**ABOUT THIS TASK:**
Repeat each entry below without omitting a single word.

□ □ □ □ □ □ □

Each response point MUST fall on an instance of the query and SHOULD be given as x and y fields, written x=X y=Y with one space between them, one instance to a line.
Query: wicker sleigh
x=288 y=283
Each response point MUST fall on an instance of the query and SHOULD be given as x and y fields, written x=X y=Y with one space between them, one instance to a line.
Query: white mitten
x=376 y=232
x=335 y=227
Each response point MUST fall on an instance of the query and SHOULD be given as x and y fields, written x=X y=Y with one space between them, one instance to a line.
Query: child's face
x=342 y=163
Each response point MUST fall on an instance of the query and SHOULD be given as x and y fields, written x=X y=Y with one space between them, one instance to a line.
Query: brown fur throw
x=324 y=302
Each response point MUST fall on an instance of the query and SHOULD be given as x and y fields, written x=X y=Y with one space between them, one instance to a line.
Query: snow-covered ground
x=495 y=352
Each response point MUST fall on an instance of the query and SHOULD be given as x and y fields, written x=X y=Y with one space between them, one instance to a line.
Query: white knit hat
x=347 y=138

□ □ □ □ □ □ □

**RESULT OF THE TASK:**
Each response point MUST fall on an instance of the query and SHOULD be given as x and y fields, written x=X y=Y with one space between them, one instance to a line.
Query: wicker sleigh
x=288 y=283
Each response point MUST fall on an instance of the query and SHOULD be given as x and y fields, written x=X y=Y with one space between them, one instance to a line.
Query: white mitten
x=376 y=232
x=335 y=227
Each response point MUST fall on an instance of the query and SHOULD be given as x and y fields, written x=X y=Y with one space between them, one instance to a line.
Query: child's face
x=342 y=163
Each response point MUST fall on an instance of the query and SHOULD be given as x and y fields, written x=X y=Y with one space between them, one instance to a line.
Query: brown fur throw
x=324 y=302
Each response point MUST fall on an instance of the query and SHOULD be given as x and y fields, written x=X y=Y with one space between them, one instance to a line.
Query: snow-covered ground
x=495 y=352
Each response point MUST fall on an instance of the query and SHOULD be given as x and y fields, written x=X y=Y with one space between them, one instance to a line.
Query: white knit hat
x=347 y=138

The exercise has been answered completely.